### TAREFAS E EXERCÍCIOS:
[a] Responda, com base no texto sobre o editorial da Folha, às perguntas abaixo:
(i) Em que rede social Gilberto Maringoni publicou a saudação ao editorial?
(ii) Até que ano, segundo o texto, o editorial não questiona a permanência do governo?
(iii) Em que está a grande diferença entre Doria e Bolsonaro, de acordo com o texto?
[b] Resuma o texto sobre o editorial da Folha em duas frases.

No dia seguinte (13), o professor universitário e dirigente do PSOL, Gilberto Maringoni, publicou em sua página do Facebook uma saudação ao editorial, mesmo explicando que não devemos “jamais esquecer com quem estamos lidando”.
Maringoni justifica sua saudação explicando que “É muito positivo que a Folha de S. Paulo tenha publicado hoje um violento editorial de capa contra Bolsonaro e sua malta” porque “Como se diz entre a esquerda, ajuda na luta”.
Se há algum aspecto positivo na reação da Folha de S. Paulo, é a evidente ruptura da burguesia em distintas frações. São sinais de que os de cima não conseguem governar como antes. Divisões e conflitos na cúpula são um terreno melhor para o avanço da luta do proletariado. Porém não se trata, para os revolucionários, de saudar uma das frações burguesas desta disputa.
O editorial pressiona o governo, mas em nenhum momento coloca em questão sua permanência até 2022. A burguesia teme as forças, o ânimo de combate das massas que pode desatar se o odiado governo cai agora. A Folha chama então Bolsonaro à responsabilidade: “chega de molecagem com a vacina”! Em outro momento, o editorial diz que “sua cruzada [de Bolsonaro] irresponsável contra o governador João Doria esbulhou a confiança dos brasileiros na vacina”. Citar uma das opções eleitorais burguesas para 2022, como contraponto a Bolsonaro, não se dá por acaso.
A Folha diz ainda que a vacinação começou em “nações cujos líderes se comportam à altura do desafio”. EUA ainda com Trump, Reino Unido com Boris Johnson, seriam estes os exemplos de líderes para a Folha?
Nenhum governante burguês no mundo, nem Doria em São Paulo, são exemplos de combate à pandemia. O estado de São Paulo, governado por Doria, fechou alguns comércios e, apressadamente, flexibilizou as medidas de distanciamento para satisfazer os empresários, a grande maioria da população continuou trabalhando durante toda a pandemia em serviços não essenciais, o transporte coletivo teve sua frota reduzida, o que resultou em aglomerações. A grande diferença entre os “rivais” Doria e Bolsonaro está no discurso: um moderado e outro radical. Doria reúne, com sua figura, a camada da burguesia que teme a explosão social gerada a partir dos discursos desastrosos do presidente, mas que defende o seu programa de ataques aos trabalhadores, cortes e privatizações.
Saudar esse editorial, mesmo com ressalvas sobre “o lugar de fala” da Folha, não deixa de sinalizar aquilo que muitos candidatos, ditos de “esquerda”, fizeram na eleição deste ano: a busca por alianças com setores da burguesia para combater o suposto mal maior, Bolsonaro e sua ameaça à democracia com uma ditadura totalitária. Um espantalho levantado para justificar todo tipo de adaptação à democracia burguesa e à conciliação de classes.
Para conseguir a vacina para todos já, é preciso pôr abaixo o governo responsável pelas mais de 180 mil mortes pela Covid-19, que é também o responsável pelas vidas perdidas pela fome, pelos assassinatos de jovens e trabalhadores dos bairros proletários, na sua maioria negros etc. É preciso combater este sistema que coloca o lucro acima das vidas, inclusive o lucro das grandes farmacêuticas que vão ganhar muito dinheiro público com a compra das vacinas. Esse combate só pode ser vitorioso com independência de classe.

### MATERIAL COLETADO:

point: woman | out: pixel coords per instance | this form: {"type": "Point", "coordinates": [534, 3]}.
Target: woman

### RESOLUÇÃO DOS PROBLEMAS:
[a]
(i) No Facebook, em sua página.
(ii) Até 2022.
(iii) No discurso: um é moderado e o outro, radical.

[b] O texto critica a saudação de Gilberto Maringoni, dirigente do PSOL, a um editorial da Folha de S. Paulo contra Bolsonaro, afirmando que o editorial não questiona a permanência do governo até 2022 e cita Doria como contraponto, embora Doria também não seja exemplo de combate à pandemia e se diferencie de Bolsonaro apenas no discurso. O texto sustenta que saudar o editorial sinaliza a busca de alianças com setores da burguesia e que conseguir a vacina para todos exige derrubar o governo e combater o sistema com independência de classe.